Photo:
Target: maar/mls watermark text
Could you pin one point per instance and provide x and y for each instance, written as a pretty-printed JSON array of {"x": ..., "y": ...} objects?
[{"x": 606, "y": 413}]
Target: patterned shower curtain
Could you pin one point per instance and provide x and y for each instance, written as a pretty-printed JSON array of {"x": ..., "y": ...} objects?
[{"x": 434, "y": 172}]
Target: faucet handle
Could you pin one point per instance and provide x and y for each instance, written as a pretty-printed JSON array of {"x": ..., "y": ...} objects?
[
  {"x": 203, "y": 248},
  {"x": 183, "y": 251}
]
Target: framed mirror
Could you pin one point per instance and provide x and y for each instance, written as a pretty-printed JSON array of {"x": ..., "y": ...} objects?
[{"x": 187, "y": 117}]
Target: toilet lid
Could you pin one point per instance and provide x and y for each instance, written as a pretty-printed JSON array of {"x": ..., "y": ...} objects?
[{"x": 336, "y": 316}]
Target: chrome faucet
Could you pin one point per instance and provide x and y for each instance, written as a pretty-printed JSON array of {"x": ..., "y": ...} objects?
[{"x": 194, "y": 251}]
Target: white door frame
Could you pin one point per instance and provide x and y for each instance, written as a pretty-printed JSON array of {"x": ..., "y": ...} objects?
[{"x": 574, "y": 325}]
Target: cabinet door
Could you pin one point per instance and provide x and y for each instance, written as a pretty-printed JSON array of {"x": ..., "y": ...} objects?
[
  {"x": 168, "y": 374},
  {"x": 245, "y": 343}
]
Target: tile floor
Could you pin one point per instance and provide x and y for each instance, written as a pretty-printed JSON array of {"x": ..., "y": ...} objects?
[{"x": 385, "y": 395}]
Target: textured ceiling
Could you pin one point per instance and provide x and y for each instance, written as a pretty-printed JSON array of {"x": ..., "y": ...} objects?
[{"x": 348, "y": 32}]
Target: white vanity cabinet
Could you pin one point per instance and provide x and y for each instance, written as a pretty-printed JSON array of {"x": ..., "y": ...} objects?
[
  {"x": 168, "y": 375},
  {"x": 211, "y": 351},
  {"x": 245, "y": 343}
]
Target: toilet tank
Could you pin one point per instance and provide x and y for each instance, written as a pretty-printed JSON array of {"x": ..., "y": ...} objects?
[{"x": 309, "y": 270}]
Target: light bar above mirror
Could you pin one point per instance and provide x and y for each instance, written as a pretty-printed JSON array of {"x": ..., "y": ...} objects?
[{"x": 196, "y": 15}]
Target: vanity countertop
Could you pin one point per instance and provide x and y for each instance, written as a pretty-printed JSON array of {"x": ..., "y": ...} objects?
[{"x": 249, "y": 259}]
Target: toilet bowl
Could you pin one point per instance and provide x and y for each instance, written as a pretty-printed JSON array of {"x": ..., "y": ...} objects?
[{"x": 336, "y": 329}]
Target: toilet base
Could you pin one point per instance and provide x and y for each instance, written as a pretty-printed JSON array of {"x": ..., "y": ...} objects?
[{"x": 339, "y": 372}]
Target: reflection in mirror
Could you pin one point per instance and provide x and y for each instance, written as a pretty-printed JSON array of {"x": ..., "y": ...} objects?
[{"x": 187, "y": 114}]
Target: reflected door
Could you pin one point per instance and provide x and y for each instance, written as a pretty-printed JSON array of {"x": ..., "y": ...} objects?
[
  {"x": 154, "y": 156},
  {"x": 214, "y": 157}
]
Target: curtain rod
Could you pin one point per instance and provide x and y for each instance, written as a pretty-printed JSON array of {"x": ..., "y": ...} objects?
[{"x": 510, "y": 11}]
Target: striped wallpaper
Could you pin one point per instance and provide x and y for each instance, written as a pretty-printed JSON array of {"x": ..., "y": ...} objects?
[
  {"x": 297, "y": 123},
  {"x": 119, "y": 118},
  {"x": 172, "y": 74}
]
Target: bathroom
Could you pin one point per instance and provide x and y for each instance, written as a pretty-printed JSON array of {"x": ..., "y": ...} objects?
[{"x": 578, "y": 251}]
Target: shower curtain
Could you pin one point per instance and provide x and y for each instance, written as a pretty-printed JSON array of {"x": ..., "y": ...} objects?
++++++++++
▶ **Exercise task**
Render the lines of the rows above as a JSON list of strings, one string per line and blank lines left out, beginning at the line that contains "Target: reflection in mirror" and stopping after the last line of the rows.

▶ **Right answer**
[
  "Target: reflection in mirror",
  "Could you pin one point per instance and provide x and y for each instance, written as a pretty-printed JSON array of {\"x\": ..., \"y\": ...} objects?",
  "[{\"x\": 187, \"y\": 114}]",
  "Target: reflected door",
  "Could you pin one point per instance and provide x and y for each instance, written as a pretty-printed JSON array of {\"x\": ..., \"y\": ...} objects?",
  "[",
  "  {\"x\": 154, \"y\": 156},",
  "  {\"x\": 214, \"y\": 157}",
  "]",
  "Target: curtain rod",
  "Could you pin one point per instance and provide x and y for each instance, written as a pretty-printed JSON array of {\"x\": ..., \"y\": ...} objects?",
  "[{\"x\": 510, \"y\": 11}]",
  "Target: striped wallpaper",
  "Could you pin one point per instance and provide x and y for each instance, written as a pretty-printed JSON array of {\"x\": ..., \"y\": ...} objects?",
  "[",
  "  {\"x\": 297, \"y\": 123},",
  "  {\"x\": 119, \"y\": 118},",
  "  {\"x\": 172, \"y\": 74}",
  "]",
  "Target: bathroom",
  "Could you pin one point per instance and provide x and y for each instance, written as a pretty-printed JSON array of {\"x\": ..., \"y\": ...} objects?",
  "[{\"x\": 578, \"y\": 251}]",
  "Target: shower curtain",
  "Could you pin one point per instance and provide x and y for each instance, written as a pretty-printed JSON array of {\"x\": ..., \"y\": ...} objects?"
]